▶ [DO THIS]
Transcribe all the entries word for word, skipping the pictures.
==== LISTED ENTRIES ====
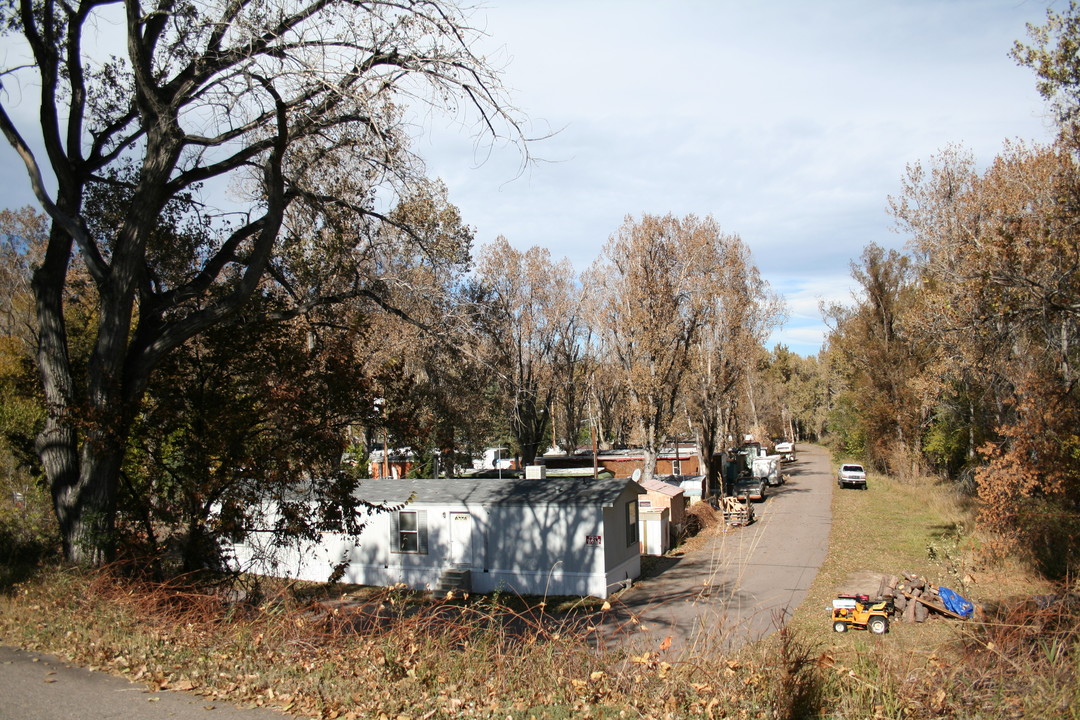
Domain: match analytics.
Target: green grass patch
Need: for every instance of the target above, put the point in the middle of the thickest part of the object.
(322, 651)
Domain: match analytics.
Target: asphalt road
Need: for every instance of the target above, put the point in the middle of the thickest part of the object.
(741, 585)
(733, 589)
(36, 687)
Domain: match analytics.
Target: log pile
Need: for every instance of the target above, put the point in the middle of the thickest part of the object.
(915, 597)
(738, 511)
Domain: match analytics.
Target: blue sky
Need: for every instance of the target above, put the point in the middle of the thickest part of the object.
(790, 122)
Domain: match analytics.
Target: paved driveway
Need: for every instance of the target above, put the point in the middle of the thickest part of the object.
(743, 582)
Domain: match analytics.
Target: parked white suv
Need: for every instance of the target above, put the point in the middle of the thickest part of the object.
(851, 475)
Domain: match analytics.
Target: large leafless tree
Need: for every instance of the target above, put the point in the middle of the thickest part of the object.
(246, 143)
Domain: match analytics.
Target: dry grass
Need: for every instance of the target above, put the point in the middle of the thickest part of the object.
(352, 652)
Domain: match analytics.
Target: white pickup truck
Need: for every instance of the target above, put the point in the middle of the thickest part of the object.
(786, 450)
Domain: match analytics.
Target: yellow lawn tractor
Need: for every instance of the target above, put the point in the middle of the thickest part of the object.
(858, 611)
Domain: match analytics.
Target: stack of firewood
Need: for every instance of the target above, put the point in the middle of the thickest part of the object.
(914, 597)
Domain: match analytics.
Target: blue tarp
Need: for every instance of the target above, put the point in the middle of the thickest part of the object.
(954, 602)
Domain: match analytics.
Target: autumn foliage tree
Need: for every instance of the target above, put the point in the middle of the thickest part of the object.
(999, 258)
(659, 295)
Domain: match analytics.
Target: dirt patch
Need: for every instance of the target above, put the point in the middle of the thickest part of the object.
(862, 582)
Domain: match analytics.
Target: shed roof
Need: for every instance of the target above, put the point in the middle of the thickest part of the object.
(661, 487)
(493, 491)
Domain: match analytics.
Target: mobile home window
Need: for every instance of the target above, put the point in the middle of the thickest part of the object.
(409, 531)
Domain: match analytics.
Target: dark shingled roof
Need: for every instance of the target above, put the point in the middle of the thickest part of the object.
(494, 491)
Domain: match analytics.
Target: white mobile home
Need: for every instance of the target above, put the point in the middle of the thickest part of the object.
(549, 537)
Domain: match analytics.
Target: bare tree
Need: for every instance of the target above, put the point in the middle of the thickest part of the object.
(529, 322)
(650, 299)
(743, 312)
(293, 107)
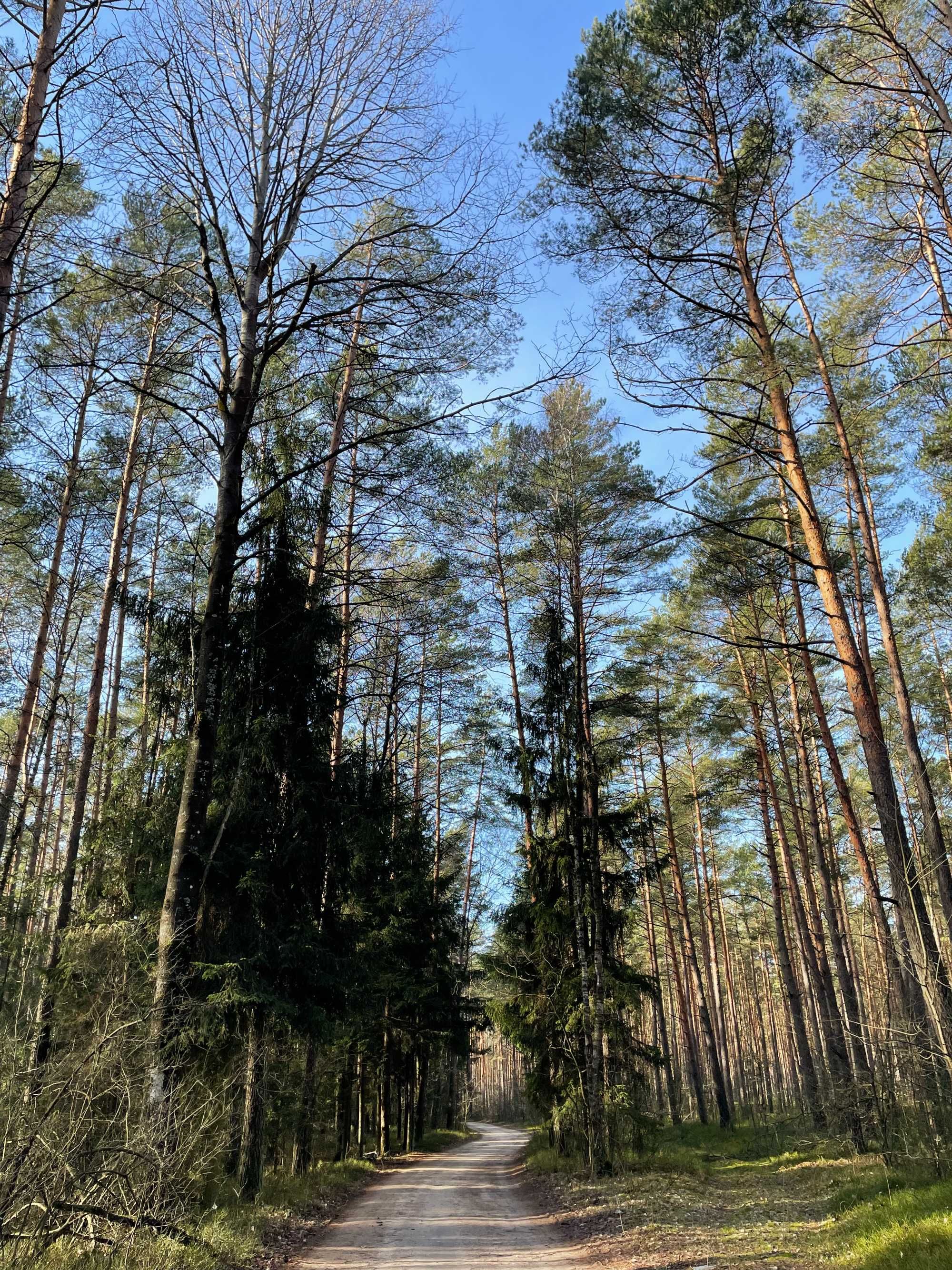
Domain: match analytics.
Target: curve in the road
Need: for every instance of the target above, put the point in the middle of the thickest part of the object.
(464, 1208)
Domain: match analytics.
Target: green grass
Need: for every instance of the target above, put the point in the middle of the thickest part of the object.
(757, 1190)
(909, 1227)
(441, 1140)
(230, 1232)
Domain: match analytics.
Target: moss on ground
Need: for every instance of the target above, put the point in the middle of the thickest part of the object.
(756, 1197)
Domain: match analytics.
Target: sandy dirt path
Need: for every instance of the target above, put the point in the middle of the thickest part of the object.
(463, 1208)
====
▶ [EXERCISE RESPONSE]
Domain: match analytics.
Target: green grass patch
Need: for every instance of the target above, put the point in the middle of the thickest part of the object.
(322, 651)
Domain: match analytics.
Target: asphalt road
Need: for every instance of the target above, put the point in the middle of the thickest part of the object.
(741, 585)
(733, 589)
(36, 687)
Domain: match analytics.
Target: log pile
Need: for every instance of the target above, put the point in the middle of the thickest part of the object.
(915, 597)
(738, 511)
Domain: match analytics.
Target: blue sky
Need: for every instance of the target above, put the point in the middle of the thickest part of the object.
(790, 122)
Domain: match analytics.
Target: paved driveway
Need: for every instance of the target above, put the point in the middle of the thickest part of the object.
(743, 582)
Domain: match analytics.
Target: parked white suv
Need: for every instance of the target above, put the point in the middle of the thickest part of the object.
(851, 475)
Domain: match analytics.
Target: large leafless tree
Need: for every instance of the target above, put the point in the middle of the thickest part of the object.
(246, 143)
Domain: match analytics.
Target: dry grass
Need: for every instance of the target above, put the point in the middle of the thickest part of the object.
(352, 652)
Domain: match analytics.
Target: white pickup truck
Need: for every instance of the target above, put the point in the middle of the thickest part of the object.
(786, 450)
Domain: match analytics.
Target: yellow lawn tractor
Need: for every instance of the target above, put the point in the middle of the thickest part of the object.
(858, 611)
Domain: match analytics.
Target: stack of firewood
Need: for every instance of the target above, put the point in the middle of the thickest part of the object.
(914, 597)
Domain: match analytics.
Target: blue tarp
Need: for every instance of the target above, put the point in the middle of the thickest part of the object.
(954, 602)
Domain: match analytics.
Target: autumn foliage tree
Need: for every instance of the target above, put the point in the middle of the thickest part of the object.
(999, 258)
(659, 295)
Domain: match analytics.
Target: dirt patch
Need: for every instance of the target above, put the point in the middle of the thickest part of the object.
(862, 582)
Domain: match analytics.
Target: shed roof
Need: for every instance of the target above, put the point in the middle of the thickest part of the object.
(661, 487)
(493, 491)
Domain: match analytics.
Target: mobile home window
Need: for every instance of the target above, put the point in the middle of the thickest part of the object.
(409, 531)
Domain: match analytics.
Target: dark shingled roof
Need: for every instance of the target above, put the point in the middle of the thickest part of the object.
(494, 491)
Domain: match analytics.
Target: white mobile home
Need: for every instance of the target above, put the point in the middle of the thickest part of the object.
(549, 537)
Domain: match analytics.
Target: bare tree
Need: for every instance of the target above, put the point in the middle of the thickest part of the object.
(529, 322)
(650, 299)
(743, 312)
(293, 107)
Domain: match analytics.
Target: curve in the road
Need: for every instance of the target above, put the point in the middle of the thickest part of the object.
(464, 1208)
Domain: match analytics.
Target: green grass
Need: for every instance of the target above, put the point in the middle of the thickest part of the object.
(757, 1190)
(909, 1227)
(441, 1140)
(230, 1232)
Domain: match analytics.
Target: moss on ground
Need: for every instance of the target above, put the point in the middle of the thickest part of the object.
(756, 1197)
Domain: match analytics.
Target: sandy dirt path
Need: for every instance of the target above, put the point in the middle of the thickest part of the object.
(463, 1208)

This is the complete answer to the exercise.